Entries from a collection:
"""
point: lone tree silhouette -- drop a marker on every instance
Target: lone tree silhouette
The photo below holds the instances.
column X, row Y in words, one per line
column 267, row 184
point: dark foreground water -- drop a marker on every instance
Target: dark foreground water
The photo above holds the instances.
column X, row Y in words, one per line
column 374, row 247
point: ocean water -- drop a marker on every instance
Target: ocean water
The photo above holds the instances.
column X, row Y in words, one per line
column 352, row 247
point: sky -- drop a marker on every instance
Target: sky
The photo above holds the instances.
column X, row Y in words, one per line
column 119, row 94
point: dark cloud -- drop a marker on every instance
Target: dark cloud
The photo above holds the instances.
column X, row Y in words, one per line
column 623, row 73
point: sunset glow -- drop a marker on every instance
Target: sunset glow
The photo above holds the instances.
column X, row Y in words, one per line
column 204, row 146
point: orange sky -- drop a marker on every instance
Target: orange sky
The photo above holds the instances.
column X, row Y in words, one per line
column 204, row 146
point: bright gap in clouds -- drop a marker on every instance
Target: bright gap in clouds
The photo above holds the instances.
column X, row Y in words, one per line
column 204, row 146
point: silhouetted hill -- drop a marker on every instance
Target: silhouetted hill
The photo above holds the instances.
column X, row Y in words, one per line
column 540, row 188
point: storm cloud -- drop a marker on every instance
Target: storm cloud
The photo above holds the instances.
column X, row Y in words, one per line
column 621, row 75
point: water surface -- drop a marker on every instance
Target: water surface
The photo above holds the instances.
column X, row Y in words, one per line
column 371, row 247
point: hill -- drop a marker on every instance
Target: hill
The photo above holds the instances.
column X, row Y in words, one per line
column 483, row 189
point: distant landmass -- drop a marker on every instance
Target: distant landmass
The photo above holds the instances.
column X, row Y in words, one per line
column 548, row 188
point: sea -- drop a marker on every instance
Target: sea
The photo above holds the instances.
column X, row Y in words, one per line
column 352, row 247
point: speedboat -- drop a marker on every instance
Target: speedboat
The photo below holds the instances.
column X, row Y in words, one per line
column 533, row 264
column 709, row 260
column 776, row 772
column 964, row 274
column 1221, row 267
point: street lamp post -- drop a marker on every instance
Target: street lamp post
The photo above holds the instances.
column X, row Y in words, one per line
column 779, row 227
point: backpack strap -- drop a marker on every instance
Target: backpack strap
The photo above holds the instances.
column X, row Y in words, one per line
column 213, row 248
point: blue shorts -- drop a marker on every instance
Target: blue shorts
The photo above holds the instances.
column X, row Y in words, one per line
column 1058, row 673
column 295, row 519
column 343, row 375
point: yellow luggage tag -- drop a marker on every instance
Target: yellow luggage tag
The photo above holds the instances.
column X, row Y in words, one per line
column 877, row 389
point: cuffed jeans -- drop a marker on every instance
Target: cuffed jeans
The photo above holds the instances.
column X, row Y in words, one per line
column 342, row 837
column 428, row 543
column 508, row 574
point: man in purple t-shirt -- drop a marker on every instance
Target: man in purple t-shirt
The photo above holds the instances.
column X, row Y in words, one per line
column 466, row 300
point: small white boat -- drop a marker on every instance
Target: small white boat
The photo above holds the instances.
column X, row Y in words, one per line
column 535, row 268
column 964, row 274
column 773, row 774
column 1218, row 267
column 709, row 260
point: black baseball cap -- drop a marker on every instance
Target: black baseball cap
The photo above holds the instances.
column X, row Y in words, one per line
"""
DO THIS - Please rewrite all of the material above as a Markdown table with the columns Row and Line, numbering each line and leaving out blank lines.

FINAL RESULT -
| Row | Line |
|---|---|
| 1 | point: lone tree silhouette -- drop a marker on every instance |
| 2 | Target: lone tree silhouette |
| 3 | The photo below holds the instances. |
| 4 | column X, row Y in words, one per line |
| 5 | column 267, row 184 |
| 6 | point: dark foreground water -- drop a marker on every instance |
| 7 | Target: dark foreground water |
| 8 | The photo above holds the instances. |
| 9 | column X, row Y in words, one per line |
| 10 | column 374, row 247 |
| 11 | point: ocean water -- drop a marker on every instance |
| 12 | Target: ocean water |
| 13 | The photo above holds the instances. |
| 14 | column X, row Y in words, one per line |
| 15 | column 352, row 247 |
| 16 | point: sky -- drop a marker on every instance |
| 17 | Target: sky |
| 18 | The photo above holds the instances. |
| 19 | column X, row Y in words, one per line |
| 20 | column 119, row 94 |
| 21 | point: dark cloud -- drop a marker on every instance |
| 22 | Target: dark cloud |
| 23 | The photo above holds the instances. |
| 24 | column X, row Y in words, one per line |
| 25 | column 623, row 73 |
| 26 | point: sunset glow -- drop a marker on every instance |
| 27 | Target: sunset glow |
| 28 | The photo above holds the instances. |
| 29 | column X, row Y in words, one per line |
| 30 | column 204, row 146 |
| 31 | point: orange sky -- drop a marker on every instance |
| 32 | Target: orange sky |
| 33 | The photo above holds the instances. |
| 34 | column X, row Y in words, one per line |
| 35 | column 204, row 146 |
| 36 | point: bright gap in clouds -- drop a marker on every instance |
| 37 | Target: bright gap in clouds |
| 38 | The photo above holds the instances. |
| 39 | column X, row Y in words, one per line |
| 40 | column 204, row 146 |
| 41 | point: silhouetted hill -- drop a marker on every instance |
| 42 | Target: silhouetted hill |
| 43 | The photo above holds the instances. |
| 44 | column X, row Y in words, one per line |
| 45 | column 540, row 188 |
| 46 | point: storm cloud -- drop a marker on every instance |
| 47 | Target: storm cloud |
| 48 | The photo above holds the instances. |
| 49 | column X, row Y in words, one per line |
| 50 | column 621, row 75 |
| 51 | point: water surface -- drop a marker on every instance |
| 52 | Target: water surface |
| 53 | The photo above holds the instances. |
| 54 | column X, row Y in words, one per line |
| 55 | column 371, row 247 |
| 56 | point: hill -- drop a marker on every instance |
| 57 | Target: hill |
| 58 | The photo above holds the instances. |
| 59 | column X, row Y in words, one per line |
| 60 | column 483, row 189 |
| 61 | point: distant landmass -- drop a marker on every instance |
| 62 | Target: distant landmass |
| 63 | The photo above holds the instances. |
| 64 | column X, row Y in words, one per line |
| 65 | column 548, row 188 |
| 66 | point: sea -- drop a marker on every instance |
| 67 | Target: sea |
| 68 | The photo above holds the instances. |
| 69 | column X, row Y in words, one per line |
| 70 | column 352, row 247 |
| 71 | point: speedboat -- drop a marker on every instance |
| 72 | Target: speedboat |
| 73 | The photo below holds the instances. |
| 74 | column X, row Y in words, one per line |
| 75 | column 533, row 264 |
| 76 | column 709, row 260 |
| 77 | column 776, row 772 |
| 78 | column 964, row 274 |
| 79 | column 1221, row 267 |
| 80 | point: street lamp post -- drop a marker on every instance |
| 81 | Target: street lamp post |
| 82 | The photo above holds the instances. |
| 83 | column X, row Y in words, one per line |
| 84 | column 779, row 227 |
| 85 | point: backpack strap -- drop a marker on every instance |
| 86 | Target: backpack strap |
| 87 | The photo above holds the instances. |
| 88 | column X, row Y in words, one per line |
| 89 | column 213, row 248 |
| 90 | point: blue shorts -- drop a marker on every instance |
| 91 | Target: blue shorts |
| 92 | The photo above holds the instances. |
| 93 | column X, row Y in words, one per line |
| 94 | column 1058, row 673 |
| 95 | column 295, row 519 |
| 96 | column 343, row 375 |
| 97 | point: yellow luggage tag -- drop a marker on every instance |
| 98 | Target: yellow luggage tag |
| 99 | The photo above holds the instances. |
| 100 | column X, row Y in words, one per line |
| 101 | column 877, row 389 |
| 102 | point: cuffed jeans -- drop a marker on every instance |
| 103 | Target: cuffed jeans |
| 104 | The photo above holds the instances. |
| 105 | column X, row Y in words, one per line |
| 106 | column 342, row 837 |
| 107 | column 428, row 543 |
| 108 | column 508, row 574 |
| 109 | point: man in purple t-shirt -- drop a marker on every instance |
| 110 | Target: man in purple t-shirt |
| 111 | The photo above holds the instances. |
| 112 | column X, row Y in words, one per line |
| 113 | column 466, row 300 |
| 114 | point: small white boat -- drop a marker on every instance |
| 115 | Target: small white boat |
| 116 | The photo above holds the instances. |
| 117 | column X, row Y in words, one per line |
| 118 | column 535, row 268 |
| 119 | column 964, row 274 |
| 120 | column 773, row 774 |
| 121 | column 1218, row 267 |
| 122 | column 709, row 260 |
| 123 | point: black baseball cap -- drop a marker on every instance |
| 124 | Target: black baseball cap |
| 125 | The photo above holds the instances. |
| 126 | column X, row Y in words, one per line |